* PROBLEM TO WORK ON
Pull out every line in the rows below that contains the word "metal", and copy each of those lines in full.

☆ ☆ ☆

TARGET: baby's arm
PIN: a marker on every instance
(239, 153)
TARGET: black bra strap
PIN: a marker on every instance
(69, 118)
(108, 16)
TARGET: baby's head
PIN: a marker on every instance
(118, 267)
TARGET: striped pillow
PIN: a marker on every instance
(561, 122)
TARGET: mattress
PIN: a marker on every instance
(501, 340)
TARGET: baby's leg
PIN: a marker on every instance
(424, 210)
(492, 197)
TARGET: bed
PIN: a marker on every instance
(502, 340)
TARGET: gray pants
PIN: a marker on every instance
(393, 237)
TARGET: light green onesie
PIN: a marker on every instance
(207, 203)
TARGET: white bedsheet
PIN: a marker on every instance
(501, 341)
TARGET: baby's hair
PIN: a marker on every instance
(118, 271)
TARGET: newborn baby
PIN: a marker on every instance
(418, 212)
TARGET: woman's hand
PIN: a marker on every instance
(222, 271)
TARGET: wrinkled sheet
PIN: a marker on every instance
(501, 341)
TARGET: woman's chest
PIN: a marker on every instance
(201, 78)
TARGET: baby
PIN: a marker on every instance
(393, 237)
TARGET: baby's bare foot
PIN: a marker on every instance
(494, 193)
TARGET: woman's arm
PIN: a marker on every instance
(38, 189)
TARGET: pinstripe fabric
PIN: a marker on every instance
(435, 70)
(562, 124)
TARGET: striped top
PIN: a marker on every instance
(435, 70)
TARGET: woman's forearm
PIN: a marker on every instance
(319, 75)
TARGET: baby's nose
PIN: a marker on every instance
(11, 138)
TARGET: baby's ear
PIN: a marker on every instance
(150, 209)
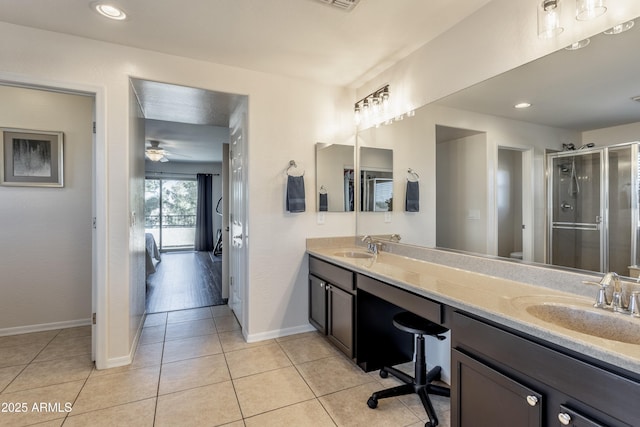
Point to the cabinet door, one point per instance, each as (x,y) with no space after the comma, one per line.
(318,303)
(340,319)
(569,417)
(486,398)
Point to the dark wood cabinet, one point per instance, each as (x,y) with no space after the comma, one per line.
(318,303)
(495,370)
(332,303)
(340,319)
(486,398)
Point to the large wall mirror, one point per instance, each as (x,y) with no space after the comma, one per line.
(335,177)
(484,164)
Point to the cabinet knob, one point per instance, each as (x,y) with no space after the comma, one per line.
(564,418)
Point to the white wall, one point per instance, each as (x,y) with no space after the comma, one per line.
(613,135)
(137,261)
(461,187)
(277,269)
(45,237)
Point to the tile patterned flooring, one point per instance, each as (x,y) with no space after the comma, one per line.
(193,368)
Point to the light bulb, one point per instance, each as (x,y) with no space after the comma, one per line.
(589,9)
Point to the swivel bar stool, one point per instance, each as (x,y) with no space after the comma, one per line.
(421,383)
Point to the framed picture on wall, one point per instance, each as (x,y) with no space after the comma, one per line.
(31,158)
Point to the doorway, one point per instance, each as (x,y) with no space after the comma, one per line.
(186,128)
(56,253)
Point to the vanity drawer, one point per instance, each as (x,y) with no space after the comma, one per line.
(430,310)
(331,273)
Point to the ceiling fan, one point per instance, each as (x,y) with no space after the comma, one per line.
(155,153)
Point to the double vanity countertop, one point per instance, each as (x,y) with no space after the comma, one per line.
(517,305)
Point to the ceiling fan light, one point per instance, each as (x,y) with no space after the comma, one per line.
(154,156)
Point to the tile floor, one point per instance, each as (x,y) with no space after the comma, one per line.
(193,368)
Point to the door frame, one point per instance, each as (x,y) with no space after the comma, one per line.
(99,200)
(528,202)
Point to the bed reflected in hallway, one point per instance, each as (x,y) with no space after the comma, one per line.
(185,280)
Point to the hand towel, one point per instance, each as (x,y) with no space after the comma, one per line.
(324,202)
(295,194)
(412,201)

☆ ☆ ☆

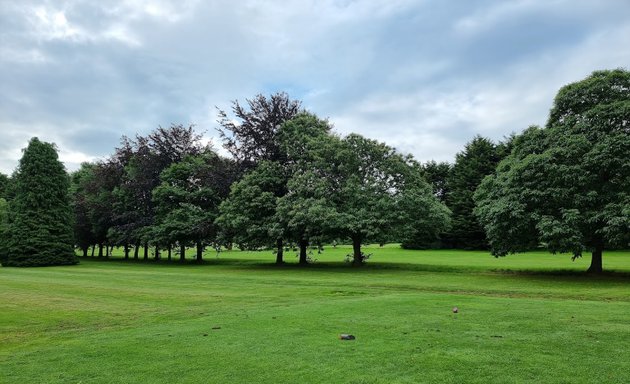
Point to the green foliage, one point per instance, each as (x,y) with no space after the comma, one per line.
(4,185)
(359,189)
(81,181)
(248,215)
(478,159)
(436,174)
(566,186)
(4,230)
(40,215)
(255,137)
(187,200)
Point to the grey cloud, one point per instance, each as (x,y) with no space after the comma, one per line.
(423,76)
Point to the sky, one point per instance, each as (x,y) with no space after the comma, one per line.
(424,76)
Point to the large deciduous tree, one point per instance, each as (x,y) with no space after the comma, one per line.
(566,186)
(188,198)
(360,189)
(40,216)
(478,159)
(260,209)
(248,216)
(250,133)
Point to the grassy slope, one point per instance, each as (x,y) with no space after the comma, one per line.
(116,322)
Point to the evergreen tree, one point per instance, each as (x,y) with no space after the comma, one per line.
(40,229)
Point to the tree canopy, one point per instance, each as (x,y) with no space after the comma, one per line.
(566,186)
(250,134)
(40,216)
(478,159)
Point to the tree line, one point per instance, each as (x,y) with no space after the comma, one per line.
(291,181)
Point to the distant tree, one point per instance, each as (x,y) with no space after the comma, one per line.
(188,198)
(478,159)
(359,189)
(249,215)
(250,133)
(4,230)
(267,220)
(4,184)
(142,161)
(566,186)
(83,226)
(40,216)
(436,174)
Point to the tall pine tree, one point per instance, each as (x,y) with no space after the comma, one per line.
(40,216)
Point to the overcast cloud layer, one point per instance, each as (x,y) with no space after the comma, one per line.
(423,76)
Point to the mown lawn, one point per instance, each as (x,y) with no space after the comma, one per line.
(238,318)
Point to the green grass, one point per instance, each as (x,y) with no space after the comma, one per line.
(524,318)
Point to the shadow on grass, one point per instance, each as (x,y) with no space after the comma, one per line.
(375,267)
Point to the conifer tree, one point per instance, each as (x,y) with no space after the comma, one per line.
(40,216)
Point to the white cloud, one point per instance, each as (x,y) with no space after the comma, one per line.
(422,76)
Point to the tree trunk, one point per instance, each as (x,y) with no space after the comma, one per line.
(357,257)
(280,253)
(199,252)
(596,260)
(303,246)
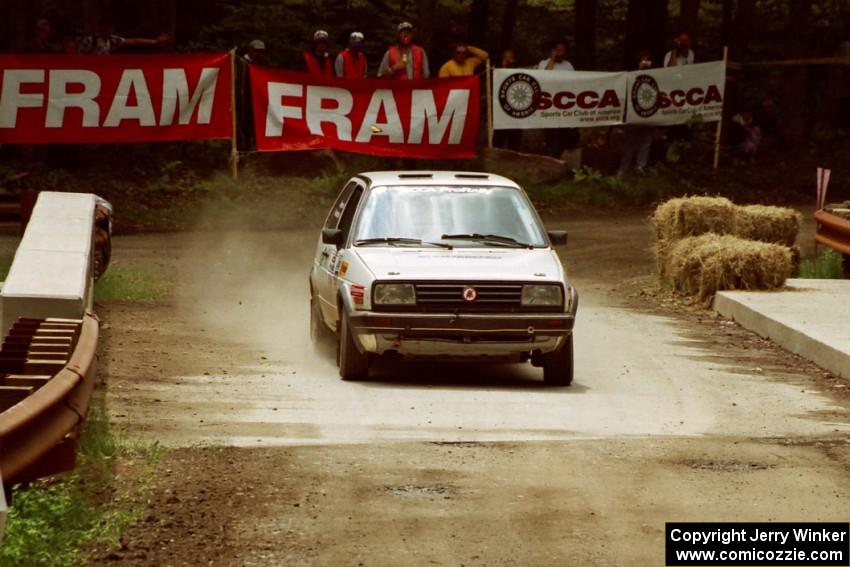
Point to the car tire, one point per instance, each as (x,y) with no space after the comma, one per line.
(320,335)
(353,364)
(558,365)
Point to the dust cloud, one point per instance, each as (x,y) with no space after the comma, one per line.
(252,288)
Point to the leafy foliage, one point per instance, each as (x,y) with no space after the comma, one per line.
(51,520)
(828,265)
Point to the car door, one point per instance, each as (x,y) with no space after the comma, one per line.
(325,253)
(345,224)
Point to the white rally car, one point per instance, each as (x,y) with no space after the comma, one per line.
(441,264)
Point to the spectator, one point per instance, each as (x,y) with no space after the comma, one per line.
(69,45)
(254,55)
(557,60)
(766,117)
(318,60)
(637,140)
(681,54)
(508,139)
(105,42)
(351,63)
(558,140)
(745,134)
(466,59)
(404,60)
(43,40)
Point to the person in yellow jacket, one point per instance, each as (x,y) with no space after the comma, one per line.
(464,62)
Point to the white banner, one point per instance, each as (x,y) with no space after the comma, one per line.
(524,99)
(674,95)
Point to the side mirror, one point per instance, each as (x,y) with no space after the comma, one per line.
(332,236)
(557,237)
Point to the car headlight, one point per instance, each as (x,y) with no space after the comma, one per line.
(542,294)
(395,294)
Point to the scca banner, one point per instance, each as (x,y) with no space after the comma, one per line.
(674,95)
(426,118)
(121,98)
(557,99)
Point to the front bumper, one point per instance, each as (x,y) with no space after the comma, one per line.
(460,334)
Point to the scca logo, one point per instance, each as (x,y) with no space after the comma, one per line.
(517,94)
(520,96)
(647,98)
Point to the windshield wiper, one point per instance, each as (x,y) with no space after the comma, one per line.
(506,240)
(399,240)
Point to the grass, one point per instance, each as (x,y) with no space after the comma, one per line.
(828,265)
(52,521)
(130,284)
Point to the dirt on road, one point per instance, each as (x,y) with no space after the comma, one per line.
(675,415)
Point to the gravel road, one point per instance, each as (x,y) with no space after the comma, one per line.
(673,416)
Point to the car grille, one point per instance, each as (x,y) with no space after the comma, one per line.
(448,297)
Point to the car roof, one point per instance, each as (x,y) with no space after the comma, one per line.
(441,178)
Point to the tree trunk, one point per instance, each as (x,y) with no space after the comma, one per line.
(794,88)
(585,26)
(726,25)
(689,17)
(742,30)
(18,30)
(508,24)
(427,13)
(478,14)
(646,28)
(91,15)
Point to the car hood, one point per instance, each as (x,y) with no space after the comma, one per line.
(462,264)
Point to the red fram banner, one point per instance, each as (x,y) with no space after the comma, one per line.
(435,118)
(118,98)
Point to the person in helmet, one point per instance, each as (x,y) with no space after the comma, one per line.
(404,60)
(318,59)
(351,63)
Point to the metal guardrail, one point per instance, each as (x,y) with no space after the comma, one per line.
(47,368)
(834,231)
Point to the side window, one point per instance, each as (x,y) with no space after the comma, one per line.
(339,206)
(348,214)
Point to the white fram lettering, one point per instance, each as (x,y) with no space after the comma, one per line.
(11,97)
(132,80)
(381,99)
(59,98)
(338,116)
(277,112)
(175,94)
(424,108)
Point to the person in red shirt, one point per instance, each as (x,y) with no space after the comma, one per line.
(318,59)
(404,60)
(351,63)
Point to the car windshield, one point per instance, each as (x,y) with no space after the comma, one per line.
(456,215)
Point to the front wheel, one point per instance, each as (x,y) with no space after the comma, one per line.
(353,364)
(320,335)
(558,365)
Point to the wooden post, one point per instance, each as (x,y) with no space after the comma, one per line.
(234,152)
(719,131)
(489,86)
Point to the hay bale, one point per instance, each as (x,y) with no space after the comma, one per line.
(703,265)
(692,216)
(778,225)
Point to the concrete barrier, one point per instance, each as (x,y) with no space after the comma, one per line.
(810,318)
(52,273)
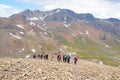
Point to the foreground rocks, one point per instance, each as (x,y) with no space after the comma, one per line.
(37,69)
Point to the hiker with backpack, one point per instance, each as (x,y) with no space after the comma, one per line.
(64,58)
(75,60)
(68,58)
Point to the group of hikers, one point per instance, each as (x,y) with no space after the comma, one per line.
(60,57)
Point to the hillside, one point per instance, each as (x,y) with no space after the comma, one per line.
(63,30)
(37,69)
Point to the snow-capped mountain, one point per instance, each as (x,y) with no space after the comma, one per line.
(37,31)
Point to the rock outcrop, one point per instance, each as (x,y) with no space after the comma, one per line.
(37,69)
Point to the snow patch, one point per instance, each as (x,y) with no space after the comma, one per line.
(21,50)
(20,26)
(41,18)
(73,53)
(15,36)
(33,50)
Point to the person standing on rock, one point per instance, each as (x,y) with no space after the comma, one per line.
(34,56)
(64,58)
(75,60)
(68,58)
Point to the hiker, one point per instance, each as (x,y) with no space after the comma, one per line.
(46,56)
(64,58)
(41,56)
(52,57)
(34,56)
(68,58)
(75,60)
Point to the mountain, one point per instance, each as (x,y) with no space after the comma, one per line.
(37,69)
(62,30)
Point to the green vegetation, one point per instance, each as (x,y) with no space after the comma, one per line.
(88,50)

☆ ☆ ☆

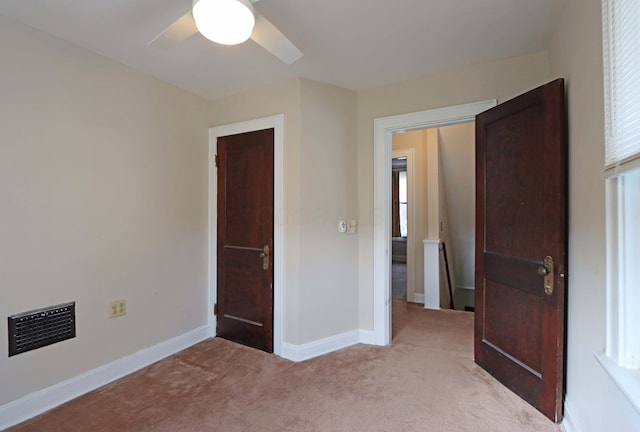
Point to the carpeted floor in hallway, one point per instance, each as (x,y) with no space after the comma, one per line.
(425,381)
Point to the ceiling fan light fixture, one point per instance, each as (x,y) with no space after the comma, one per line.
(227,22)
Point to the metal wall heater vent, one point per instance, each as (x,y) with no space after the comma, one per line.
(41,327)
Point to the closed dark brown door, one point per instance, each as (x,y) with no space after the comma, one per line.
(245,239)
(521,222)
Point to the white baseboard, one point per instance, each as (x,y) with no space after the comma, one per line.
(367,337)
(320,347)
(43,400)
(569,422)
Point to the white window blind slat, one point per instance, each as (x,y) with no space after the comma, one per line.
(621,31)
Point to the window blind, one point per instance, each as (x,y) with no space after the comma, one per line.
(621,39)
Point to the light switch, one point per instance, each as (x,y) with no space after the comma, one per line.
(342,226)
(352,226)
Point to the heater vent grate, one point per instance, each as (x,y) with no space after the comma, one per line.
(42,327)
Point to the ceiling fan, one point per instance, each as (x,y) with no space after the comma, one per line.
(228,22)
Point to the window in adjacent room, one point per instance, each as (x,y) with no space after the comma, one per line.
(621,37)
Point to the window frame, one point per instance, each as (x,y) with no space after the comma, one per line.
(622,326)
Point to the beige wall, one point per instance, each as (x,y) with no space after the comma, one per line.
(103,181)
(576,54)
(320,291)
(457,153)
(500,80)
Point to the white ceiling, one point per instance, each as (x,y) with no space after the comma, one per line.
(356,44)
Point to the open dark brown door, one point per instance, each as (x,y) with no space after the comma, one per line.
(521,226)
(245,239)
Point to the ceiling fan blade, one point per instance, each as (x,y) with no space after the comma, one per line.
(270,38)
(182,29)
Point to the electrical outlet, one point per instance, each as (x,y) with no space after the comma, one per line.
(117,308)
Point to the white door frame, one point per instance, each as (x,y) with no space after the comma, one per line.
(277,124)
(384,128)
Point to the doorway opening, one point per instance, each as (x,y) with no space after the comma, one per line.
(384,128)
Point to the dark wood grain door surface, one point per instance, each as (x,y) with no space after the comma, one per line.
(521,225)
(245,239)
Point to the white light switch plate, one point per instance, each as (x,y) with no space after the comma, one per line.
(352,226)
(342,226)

☆ ☆ ☆

* THE RESULT
Point to the metal guardrail, one point per instance, each as (x,y) with no space after the comma, one per line.
Point to the metal wall heater vent, one point per instance, each as (x,y) with no space after the comma, one per line.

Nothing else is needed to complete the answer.